Exercise goal:
Every entry gets copied exactly. No images go into the copy.

Point localization data:
·····
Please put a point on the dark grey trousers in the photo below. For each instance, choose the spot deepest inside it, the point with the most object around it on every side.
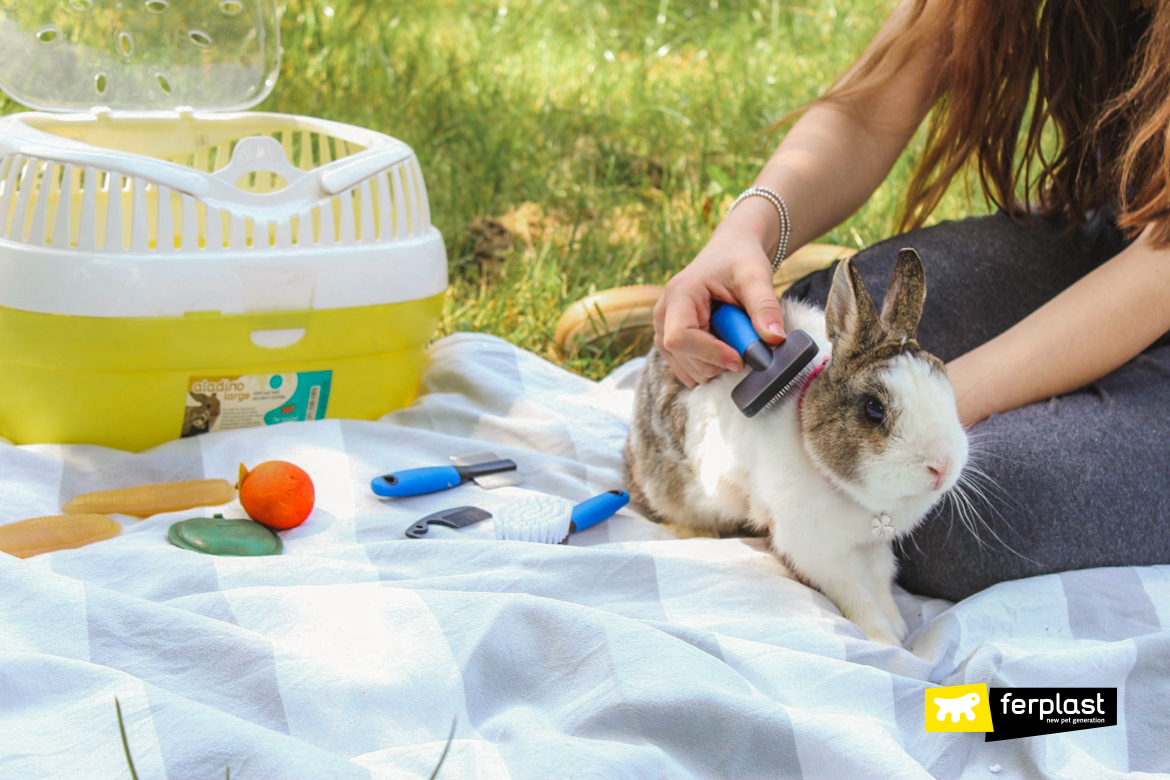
(1079, 481)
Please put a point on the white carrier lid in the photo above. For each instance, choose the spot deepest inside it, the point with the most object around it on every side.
(138, 55)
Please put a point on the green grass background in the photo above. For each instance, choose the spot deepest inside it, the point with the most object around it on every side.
(618, 128)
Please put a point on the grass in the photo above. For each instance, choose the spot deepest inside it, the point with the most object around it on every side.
(608, 135)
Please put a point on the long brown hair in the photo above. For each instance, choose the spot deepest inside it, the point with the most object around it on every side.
(1011, 68)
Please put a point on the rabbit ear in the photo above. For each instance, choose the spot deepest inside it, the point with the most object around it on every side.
(902, 308)
(850, 315)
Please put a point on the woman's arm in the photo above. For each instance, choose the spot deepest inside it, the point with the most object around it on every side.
(1091, 329)
(825, 168)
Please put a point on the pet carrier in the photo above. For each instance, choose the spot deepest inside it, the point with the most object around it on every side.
(171, 264)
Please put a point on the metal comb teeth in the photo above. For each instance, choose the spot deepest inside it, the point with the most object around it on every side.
(488, 481)
(791, 388)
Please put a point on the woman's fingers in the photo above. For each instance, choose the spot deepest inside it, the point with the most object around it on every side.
(679, 371)
(683, 333)
(752, 284)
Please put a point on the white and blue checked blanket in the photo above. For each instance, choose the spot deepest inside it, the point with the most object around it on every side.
(626, 654)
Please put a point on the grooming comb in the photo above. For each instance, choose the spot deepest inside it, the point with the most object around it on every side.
(775, 373)
(486, 469)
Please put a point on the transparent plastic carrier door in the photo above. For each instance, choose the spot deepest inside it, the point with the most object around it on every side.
(138, 55)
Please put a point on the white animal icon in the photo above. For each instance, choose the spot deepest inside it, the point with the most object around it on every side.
(956, 706)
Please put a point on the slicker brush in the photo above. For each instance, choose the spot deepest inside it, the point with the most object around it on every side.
(775, 373)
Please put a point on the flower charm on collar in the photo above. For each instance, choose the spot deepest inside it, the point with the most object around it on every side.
(882, 526)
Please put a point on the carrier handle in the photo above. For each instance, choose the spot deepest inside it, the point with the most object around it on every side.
(259, 153)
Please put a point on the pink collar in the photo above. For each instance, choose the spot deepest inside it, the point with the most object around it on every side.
(804, 388)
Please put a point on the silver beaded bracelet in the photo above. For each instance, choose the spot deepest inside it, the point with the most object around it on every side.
(775, 199)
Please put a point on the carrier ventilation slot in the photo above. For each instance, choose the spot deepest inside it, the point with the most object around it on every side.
(85, 208)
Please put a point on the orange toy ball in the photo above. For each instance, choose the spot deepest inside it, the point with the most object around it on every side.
(276, 494)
·····
Solution below:
Please put a point on the dark grey trousers in the photo below. For each instance, choose the spot deepest inside it, the point with the most object around it on every side.
(1079, 481)
Please put a point on the white carrier lid in the photo above. For each instance, choose the spot deepest inside it, the point with the most object around it on every side.
(138, 55)
Please put a point on the green grass background in the photo above. For each instance, choose the spot deepest inside it, the point with the most object around it on every side.
(618, 128)
Please put a point on the grass in the photo above. For each instance, choose the spot deepest inside it, the point with the most object around it on every side.
(608, 135)
Please put a point on the long brown hair in the photo above. For each instance, choose the spot deepest inside it, the point with the most object around it on every side.
(1011, 68)
Please put a point on the rabbit ear in the photo above. For each instance, choose the spot deepest inside it, the point with the most object around it on every side.
(902, 308)
(850, 315)
Please put a point on the woman's arm in the photo above. For each instance, choose the spot deepest inside it, the point with the most object around it on every side.
(1091, 329)
(825, 168)
Please put a point on the pet carrier in the photo above. For each instance, choose the spot deepest inside it, the point with the most object around it on every side.
(171, 264)
Please put a point on the metal comb teeth in the photo above. For each instance, choose the spot deepest inside it, the point with the most object around it on every side.
(488, 481)
(791, 388)
Please put a point on the woman's fingers in the photo above. For each instance, choose the spot deepest inside it, the point with the most object around it on every side.
(679, 371)
(683, 333)
(752, 284)
Please put a point on the white and blue checked blanket in the photo above. For each instance, choose the spot deepest inside it, the point with the most object around it on every side.
(626, 654)
Please put a point on the grooming comb in the photo above. For each instance, choose the spot deepest inside it, the point with the most object around it on every side.
(775, 373)
(486, 469)
Please put a point on the transparent plastic carrier door in the photo above. For each instance, choose the spot deepest inside it, the point with the most object around it on every side.
(138, 55)
Please put a point on the white animal icon in the photo above. For each instance, choose the spot deepest inside it, the point with the most object around it on every side.
(956, 706)
Please put a point on the slicker brush in the photo above. For each instance, choose the spot deepest inside it, the point with the most object around it on every side.
(775, 373)
Please put a point on the flower charm on collar in the photo above. For each instance, choose the spot deepest inside it, the point with the most object around it on every side.
(882, 526)
Please put a point on the carrier handle in the photo above. For each instance, choose the spot deepest inside it, the point with the most object around it on every side.
(259, 153)
Please put a point on the pink collar in the photo above. For each instance, choose the spot deepest inside it, the point with the most object around it on every side.
(804, 388)
Please put a point on the silver beaded bracelet in the photo above. For each instance, choose the spot deepest inside it, the point with the most object around it on every side.
(775, 199)
Please put a point on the carrier ventilation slot in the photo above. For each instance, choose the spot deepest inside it, the point with the most object around it on every side.
(85, 208)
Please put a point on the orange toy ball in the photo above. For each instance, choose the spot deepest inside it, the point with the most object around it on every side.
(276, 494)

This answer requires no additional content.